▶ [Work order]: Lines before the one containing "Query: pendant necklace" are left out; output the rest of the data exactly, through the final line.

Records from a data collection
_____

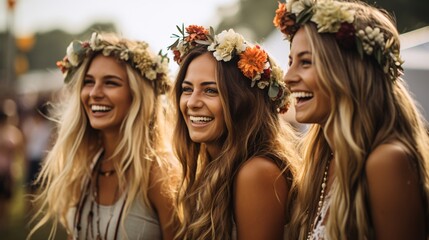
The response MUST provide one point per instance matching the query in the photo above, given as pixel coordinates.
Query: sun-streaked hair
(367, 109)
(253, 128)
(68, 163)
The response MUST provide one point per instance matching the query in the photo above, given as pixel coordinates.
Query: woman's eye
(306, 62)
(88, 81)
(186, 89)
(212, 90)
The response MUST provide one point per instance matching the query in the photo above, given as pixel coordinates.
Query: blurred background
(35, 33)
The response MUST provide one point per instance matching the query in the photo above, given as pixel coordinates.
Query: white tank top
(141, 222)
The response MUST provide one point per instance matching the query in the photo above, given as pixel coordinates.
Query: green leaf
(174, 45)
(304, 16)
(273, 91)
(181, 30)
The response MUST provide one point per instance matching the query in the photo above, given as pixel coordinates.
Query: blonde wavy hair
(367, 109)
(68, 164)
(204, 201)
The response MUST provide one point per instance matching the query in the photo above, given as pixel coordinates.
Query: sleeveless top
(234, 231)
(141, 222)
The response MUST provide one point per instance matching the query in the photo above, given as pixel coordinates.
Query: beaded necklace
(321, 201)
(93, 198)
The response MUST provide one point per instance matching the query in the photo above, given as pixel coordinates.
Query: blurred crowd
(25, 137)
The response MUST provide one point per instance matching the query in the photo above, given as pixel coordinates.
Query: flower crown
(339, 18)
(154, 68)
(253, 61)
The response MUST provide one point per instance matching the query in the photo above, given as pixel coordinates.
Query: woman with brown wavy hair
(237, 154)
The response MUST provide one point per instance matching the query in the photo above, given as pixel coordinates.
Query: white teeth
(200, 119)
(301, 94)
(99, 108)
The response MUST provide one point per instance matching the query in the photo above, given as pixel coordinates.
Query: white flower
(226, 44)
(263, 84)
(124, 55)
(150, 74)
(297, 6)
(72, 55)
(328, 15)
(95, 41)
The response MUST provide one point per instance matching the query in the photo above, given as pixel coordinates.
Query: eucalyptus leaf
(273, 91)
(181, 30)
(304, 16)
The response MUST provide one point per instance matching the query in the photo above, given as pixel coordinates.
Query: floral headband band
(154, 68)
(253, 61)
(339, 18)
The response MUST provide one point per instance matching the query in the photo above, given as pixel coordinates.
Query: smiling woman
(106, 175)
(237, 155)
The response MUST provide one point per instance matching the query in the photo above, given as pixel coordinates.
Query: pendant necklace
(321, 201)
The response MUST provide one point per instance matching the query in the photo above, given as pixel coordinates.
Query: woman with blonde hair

_____

▶ [Reply]:
Query: pendant necklace
(321, 201)
The response MUST provide one point per instance matching the query in the photo above, given as pixel coordinates.
Query: woman with blonde hair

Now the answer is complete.